(WHAT IS EXPECTED): Gather each line in the entries that includes the string "below".

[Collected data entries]
......
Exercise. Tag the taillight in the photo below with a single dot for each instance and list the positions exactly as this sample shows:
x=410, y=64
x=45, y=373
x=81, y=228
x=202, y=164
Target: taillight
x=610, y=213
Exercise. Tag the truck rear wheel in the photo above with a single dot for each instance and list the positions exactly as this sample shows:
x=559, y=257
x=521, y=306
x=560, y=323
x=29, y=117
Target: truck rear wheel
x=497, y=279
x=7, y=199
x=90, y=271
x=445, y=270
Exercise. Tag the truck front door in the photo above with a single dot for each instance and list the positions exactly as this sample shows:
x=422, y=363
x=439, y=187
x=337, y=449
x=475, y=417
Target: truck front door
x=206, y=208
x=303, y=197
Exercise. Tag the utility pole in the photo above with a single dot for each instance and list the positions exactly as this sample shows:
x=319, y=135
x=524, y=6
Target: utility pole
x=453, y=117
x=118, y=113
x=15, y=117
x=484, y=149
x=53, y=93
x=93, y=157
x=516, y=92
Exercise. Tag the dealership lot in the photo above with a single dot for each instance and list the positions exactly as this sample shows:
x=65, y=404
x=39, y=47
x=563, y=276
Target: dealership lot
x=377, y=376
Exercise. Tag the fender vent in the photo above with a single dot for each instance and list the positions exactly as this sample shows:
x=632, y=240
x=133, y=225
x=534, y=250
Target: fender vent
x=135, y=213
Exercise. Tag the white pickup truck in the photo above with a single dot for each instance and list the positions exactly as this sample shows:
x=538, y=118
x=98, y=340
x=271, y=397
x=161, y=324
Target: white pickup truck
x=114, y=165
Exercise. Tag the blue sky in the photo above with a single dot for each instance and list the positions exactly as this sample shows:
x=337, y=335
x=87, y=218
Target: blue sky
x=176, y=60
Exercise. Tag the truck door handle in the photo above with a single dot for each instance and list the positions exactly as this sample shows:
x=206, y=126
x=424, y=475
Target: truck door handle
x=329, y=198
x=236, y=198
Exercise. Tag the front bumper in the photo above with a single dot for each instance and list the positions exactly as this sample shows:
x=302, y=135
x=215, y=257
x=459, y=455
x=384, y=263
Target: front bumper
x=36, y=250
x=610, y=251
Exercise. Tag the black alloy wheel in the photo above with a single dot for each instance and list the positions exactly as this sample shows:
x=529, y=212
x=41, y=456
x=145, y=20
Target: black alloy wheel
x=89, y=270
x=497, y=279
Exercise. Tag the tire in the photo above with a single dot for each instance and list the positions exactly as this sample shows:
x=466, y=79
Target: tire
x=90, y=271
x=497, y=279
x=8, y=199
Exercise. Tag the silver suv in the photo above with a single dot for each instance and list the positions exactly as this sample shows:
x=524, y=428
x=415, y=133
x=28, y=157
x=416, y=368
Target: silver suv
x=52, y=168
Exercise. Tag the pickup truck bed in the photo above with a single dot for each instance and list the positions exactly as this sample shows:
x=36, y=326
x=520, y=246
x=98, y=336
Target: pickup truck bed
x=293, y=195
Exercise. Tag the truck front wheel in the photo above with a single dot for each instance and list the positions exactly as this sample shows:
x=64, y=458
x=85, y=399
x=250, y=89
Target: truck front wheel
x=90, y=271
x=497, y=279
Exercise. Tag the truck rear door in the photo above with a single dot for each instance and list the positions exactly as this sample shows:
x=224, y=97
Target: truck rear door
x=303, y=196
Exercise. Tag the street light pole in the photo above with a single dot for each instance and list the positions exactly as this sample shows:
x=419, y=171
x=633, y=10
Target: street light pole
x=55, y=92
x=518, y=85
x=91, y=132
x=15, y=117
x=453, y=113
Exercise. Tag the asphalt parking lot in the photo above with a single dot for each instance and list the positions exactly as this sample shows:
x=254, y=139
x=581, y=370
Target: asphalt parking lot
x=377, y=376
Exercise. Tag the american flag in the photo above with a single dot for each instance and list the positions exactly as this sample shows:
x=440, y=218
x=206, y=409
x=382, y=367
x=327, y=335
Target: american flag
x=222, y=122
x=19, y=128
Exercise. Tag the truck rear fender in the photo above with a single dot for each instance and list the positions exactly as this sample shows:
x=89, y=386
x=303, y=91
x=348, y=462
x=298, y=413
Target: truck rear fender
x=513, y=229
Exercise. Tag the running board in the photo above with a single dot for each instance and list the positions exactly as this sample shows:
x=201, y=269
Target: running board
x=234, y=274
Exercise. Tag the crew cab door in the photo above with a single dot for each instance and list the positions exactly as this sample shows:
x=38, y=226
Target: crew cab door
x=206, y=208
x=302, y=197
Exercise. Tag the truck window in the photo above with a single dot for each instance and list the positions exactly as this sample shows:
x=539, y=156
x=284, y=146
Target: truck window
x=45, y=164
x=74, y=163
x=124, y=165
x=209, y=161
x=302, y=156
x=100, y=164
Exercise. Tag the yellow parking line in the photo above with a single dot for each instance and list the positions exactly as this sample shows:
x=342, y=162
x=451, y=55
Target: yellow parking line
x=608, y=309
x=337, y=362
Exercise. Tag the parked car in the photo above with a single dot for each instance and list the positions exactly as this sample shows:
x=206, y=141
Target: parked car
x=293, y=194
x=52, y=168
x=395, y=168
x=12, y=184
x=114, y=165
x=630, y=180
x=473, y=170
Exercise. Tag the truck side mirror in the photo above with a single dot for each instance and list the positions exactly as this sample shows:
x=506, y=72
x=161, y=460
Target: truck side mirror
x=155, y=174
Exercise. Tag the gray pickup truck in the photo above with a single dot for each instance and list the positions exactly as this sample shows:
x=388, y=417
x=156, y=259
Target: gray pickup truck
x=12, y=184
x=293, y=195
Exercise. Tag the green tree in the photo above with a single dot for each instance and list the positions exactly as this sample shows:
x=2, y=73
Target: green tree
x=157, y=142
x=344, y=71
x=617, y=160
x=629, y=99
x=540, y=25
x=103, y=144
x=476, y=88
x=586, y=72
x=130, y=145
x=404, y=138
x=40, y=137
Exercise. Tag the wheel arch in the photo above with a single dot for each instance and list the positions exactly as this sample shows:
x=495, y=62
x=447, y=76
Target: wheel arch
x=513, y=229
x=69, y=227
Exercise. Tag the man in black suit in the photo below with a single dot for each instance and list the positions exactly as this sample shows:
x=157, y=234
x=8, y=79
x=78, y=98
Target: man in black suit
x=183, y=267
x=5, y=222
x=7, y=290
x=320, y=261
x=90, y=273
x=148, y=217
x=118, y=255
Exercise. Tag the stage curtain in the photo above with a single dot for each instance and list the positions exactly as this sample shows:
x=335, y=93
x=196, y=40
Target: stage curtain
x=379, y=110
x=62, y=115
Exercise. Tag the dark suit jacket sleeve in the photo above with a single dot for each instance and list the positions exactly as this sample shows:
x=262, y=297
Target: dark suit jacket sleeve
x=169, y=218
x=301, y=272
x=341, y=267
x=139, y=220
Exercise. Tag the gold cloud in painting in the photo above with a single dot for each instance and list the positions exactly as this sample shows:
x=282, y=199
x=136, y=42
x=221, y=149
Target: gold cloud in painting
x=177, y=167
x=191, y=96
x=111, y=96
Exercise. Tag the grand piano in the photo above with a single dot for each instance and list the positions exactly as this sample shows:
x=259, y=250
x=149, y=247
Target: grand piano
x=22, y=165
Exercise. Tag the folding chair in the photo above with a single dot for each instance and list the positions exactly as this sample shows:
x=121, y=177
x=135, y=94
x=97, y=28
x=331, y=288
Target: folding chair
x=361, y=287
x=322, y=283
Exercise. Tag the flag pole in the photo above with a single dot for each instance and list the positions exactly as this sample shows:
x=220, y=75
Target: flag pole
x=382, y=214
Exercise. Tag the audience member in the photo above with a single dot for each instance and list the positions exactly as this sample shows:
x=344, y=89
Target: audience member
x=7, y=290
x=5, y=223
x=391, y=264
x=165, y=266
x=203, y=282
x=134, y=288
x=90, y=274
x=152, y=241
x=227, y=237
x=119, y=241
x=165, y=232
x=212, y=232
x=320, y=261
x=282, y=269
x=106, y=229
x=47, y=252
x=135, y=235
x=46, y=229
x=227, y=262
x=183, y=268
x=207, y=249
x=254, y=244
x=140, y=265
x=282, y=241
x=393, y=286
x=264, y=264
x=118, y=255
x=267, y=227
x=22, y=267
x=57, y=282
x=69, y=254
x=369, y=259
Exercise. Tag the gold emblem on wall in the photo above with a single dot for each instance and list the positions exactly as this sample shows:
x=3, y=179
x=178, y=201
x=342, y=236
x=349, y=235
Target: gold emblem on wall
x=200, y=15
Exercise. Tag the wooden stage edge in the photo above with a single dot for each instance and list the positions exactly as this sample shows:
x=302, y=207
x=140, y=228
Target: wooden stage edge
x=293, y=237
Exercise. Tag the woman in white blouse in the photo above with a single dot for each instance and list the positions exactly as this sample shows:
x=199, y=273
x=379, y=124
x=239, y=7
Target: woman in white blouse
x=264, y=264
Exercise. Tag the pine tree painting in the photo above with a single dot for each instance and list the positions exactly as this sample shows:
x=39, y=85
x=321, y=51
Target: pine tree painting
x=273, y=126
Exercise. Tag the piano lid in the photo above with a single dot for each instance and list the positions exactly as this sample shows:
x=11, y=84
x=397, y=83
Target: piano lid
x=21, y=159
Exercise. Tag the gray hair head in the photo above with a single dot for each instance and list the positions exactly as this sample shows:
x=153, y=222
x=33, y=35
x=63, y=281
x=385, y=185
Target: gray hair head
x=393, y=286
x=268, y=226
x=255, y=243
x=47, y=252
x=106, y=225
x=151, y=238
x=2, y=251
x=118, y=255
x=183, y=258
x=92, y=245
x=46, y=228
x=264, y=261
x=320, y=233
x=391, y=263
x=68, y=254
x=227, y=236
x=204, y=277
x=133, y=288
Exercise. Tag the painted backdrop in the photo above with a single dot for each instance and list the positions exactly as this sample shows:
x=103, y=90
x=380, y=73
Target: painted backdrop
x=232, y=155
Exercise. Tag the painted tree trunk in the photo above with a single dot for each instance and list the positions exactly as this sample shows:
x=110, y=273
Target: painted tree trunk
......
(TASK RESPONSE):
Exercise. Tag the taillight in the photo below with a single dot for each instance and list the positions exactly as this sample shows:
Exercise. Tag the man in black suit in the photo below with a single dot for each instance and list the positions exactly as this sample shows:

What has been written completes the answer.